_CONSIGNE ÉCRITE 1_. Réécrivez en tableau Markdown à deux colonnes, « Numéro » et « Ligne », les lignes des enregistrements allant de celle qui contient « For each instance of the window » jusqu'à la fin des enregistrements, les deux bornes incluses. Omettez les lignes vides.

_TEXTE FOURNI_.
···

Marqué par ses études d’architecture, l’artiste a construit une œuvre plurielle, sous le sceau de l’épure des formes, du silence et de la contemplation.
C’est une rétrospective qui ne dit pas son nom. « A family of rooms » présentée au Centre d’art d’Amilly (45), offre un panorama sur le riche parcours artistique de Vincent Barré, soit plus de cinquante ans de création à la croisée de l’architecture, de la sculpture, de l’enseignement… Il y est tout autant question de recherche de formes et de matières, que de voyages ou de rencontres amicales ; celles-ci finissant par construire, au fil du temps, une famille artistique.
Né en 1948 à Vierzon, Vincent Barré a grandi dans une famille d’architectes, métier exercé sur quatre générations. Albert Laprade (1883-1978), son grand-père maternel, travailla quelques années (de 1915 à 1919) pour le protectorat français au Maroc avant de concevoir le Palais de la Porte dorée (aujourd’hui Musée national de l’immigration) pour l’Exposition coloniale de 1931. Prolongeant la tradition familiale, Vincent Barré s’engage dans un cursus d’architecture aux Beaux-Arts de Paris entre 1967 et 1972, puis il part aux États-Unis pour suivre l’enseignement de l’architecte américain Louis Kahn (1901-1974) qui le marquera durablement. De retour en France, le jeune homme exerce auprès de Patrick Berger et Christophe Bayle durant sept ans, travaillant notamment à la construction d’immeubles HLM. C’est à cette époque, qu’il obtient son doctorat en urbanisme, avec pour sujet d’étude la ville de Panauti, ancienne cité royale au Népal. En 1982, à 34 ans, Barré décide pourtant de se consacrer entièrement à la création artistique. « Au bout de quelques années, je m’étais rendu compte que l’architecture n’était pas ma voie », confie l’artiste. « J’envisageais une existence plus solitaire et secrète, moins dirigée par les contraintes et les questions de budget. Mais ces années durant lesquelles j’ai beaucoup transpiré m’ont obligé à m’affirmer alors que j’étais d’un naturel plutôt réservé. » La voix est douce, la mise décontractée, le ton chaleureux, la silhouette presque frêle en comparaison de ses imposants totems de métal.
Une nef écrin dans les anciennes tanneries
À Amilly, la grande salle du centre d’art des Tanneries, avec son alignement de piliers de béton sur 1 500 m2 et ces six mètres de hauteur, fait l’effet d’une véritable nef contemporaine. L’espace constitue un écrin idéal aux sculptures de Vincent Barré, disposées à même le sol de béton et regroupées par ensembles : des familles de forme intitulées « Fuseaux », « Colonnes », « Stèles » ou « Anneaux ». Les plus anciennes pièces datent de 1999, les plus récentes de 2025. Les sensations de « silence, de massivité et d’ancrage au sol » souhaitées par l’artiste fonctionnent à merveille. Les fontes de fer à la teinte roussie côtoient des fontes d’aluminium, identifiables par leur couleur grise, le bois apparaît plus rarement comme dans deux colonnes jumelles. Le sculpteur procède souvent par accumulation d’éléments gigognes ou par répétition de formes. Dans un angle de la nef, ont été empilés des anneaux en polystyrène blanc, issu de blocs évidés, découpés par le biais d’un fil chauffant. L’installation constitue une évocation du travail de fonte à modèle perdu réalisé en atelier. Sur les pièces finalisées, on peut d’ailleurs voir les traces du travail : stries de la découpe, repentirs, marques de scotch.

···

(Extraits d'un jeu de données d'annotation par points)

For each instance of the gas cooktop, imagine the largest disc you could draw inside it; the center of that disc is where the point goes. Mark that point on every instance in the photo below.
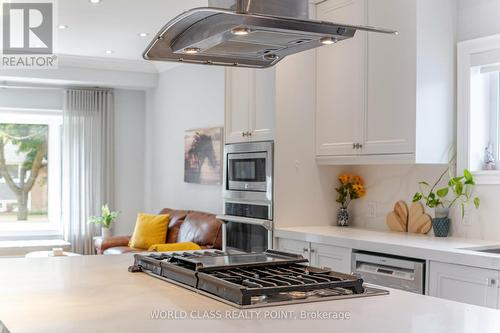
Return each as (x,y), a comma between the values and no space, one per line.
(247,280)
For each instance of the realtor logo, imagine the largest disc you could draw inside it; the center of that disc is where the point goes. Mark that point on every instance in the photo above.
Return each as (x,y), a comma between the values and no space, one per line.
(27,28)
(28,35)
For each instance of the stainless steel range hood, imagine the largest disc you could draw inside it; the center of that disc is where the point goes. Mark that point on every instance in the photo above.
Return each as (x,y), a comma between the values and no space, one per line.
(246,33)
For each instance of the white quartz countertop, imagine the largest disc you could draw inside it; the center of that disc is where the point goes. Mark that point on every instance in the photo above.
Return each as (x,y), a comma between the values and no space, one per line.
(98,294)
(448,249)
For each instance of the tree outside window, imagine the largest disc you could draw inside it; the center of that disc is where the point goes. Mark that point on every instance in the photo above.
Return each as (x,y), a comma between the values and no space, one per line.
(23,171)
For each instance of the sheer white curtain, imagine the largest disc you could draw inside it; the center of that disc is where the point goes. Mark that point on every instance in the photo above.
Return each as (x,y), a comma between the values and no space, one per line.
(88,162)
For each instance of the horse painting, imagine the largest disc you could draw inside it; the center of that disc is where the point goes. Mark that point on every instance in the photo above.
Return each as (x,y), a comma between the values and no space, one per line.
(202,156)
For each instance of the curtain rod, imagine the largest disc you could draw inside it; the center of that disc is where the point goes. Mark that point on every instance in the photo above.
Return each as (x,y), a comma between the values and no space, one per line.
(42,87)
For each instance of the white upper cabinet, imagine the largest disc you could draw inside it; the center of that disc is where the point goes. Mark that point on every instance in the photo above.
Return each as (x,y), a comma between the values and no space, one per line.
(250,104)
(385,98)
(340,83)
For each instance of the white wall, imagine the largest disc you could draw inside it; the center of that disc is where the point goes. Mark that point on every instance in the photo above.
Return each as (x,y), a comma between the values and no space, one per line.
(130,111)
(187,97)
(478,18)
(388,184)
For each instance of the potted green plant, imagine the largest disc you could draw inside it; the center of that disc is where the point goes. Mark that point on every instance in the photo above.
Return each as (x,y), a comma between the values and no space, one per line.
(106,220)
(459,191)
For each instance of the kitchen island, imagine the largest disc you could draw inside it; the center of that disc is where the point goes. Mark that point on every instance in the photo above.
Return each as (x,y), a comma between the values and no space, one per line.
(98,294)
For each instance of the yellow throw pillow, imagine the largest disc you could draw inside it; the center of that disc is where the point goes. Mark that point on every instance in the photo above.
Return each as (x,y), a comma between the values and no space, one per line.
(172,247)
(149,230)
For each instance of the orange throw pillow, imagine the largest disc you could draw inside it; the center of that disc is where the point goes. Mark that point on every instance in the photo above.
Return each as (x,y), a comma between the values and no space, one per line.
(149,230)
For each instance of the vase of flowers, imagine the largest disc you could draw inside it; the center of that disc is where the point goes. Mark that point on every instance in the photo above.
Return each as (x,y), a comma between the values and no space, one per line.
(106,220)
(458,191)
(351,188)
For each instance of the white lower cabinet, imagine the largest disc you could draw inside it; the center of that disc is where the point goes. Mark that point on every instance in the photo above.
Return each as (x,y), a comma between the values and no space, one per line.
(335,258)
(464,284)
(319,255)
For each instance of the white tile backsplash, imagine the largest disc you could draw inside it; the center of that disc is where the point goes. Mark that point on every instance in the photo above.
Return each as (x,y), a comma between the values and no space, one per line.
(388,184)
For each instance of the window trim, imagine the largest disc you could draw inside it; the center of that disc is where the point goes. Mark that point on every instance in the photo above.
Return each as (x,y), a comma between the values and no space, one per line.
(465,52)
(53,228)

···

_CONSIGNE ÉCRITE 2_. Prolongez, s'il vous plaît, l'article sur l'exposition de Vincent Barré à Amilly à partir de sa dernière phrase.

_RÉPONSE 1_.
| Numéro | Ligne |
|---|---|
| 1 | For each instance of the window trim, imagine the largest disc you could draw inside it; the center of that disc is where the point goes. Mark that point on every instance in the photo above. |
| 2 | Return each as (x,y), a comma between the values and no space, one per line. |
| 3 | (465,52) |
| 4 | (53,228) |

_RÉPONSE 2_.
Tout au fond de la nef, en prolongement de l’axe central, la vidéo Est-ce aimer ? co-réalisée avec son complice Pierre Creton, plasticien, réalisateur, jardinier, se cache dans une alcôve. On la découvre derrière un grand rideau, en regard d’une colonne en aluminium. Cette image en suspension, vision presque immobile des deux hommes s’étreignant sur fonds de bourdonnements d’abeilles, propose un contrepoint humain à cet univers très abstrait. Un corps à corps qui résonne avec le travail physique engagé autour de la matière. « Il y a une grande humanité et une quête spirituelle dans cette œuvre », relève Éric Degoutte, directeur du centre d’art. « La figure du double est très présente, de même que l’idée de destruction-reconstruction, que l’on retrouve par exemple dans la découpe de la matière. Lui-même a dû se déconstruire comme architecte pour mieux se reconstruire comme artiste. »
L’engagement dans la transmission
De ses années d’architecture, le sculpteur a gardé le goût du croquis au crayon. Utilisés pour le dessin d’observation sur le motif comme pour la prise de notes, ces cahiers exposés en vitrines témoignent de ces différentes périodes de création et des multiples voyages en Méditerranée (Italie, Grèce, Égypte) ou en Asie (Inde, Népal, Chine). En galerie haute, est proposé un dialogue avec d’autres artistes inspirants, de Simon Hantaï à Judith Reigl, de Toni Grand à Geneviève Asse.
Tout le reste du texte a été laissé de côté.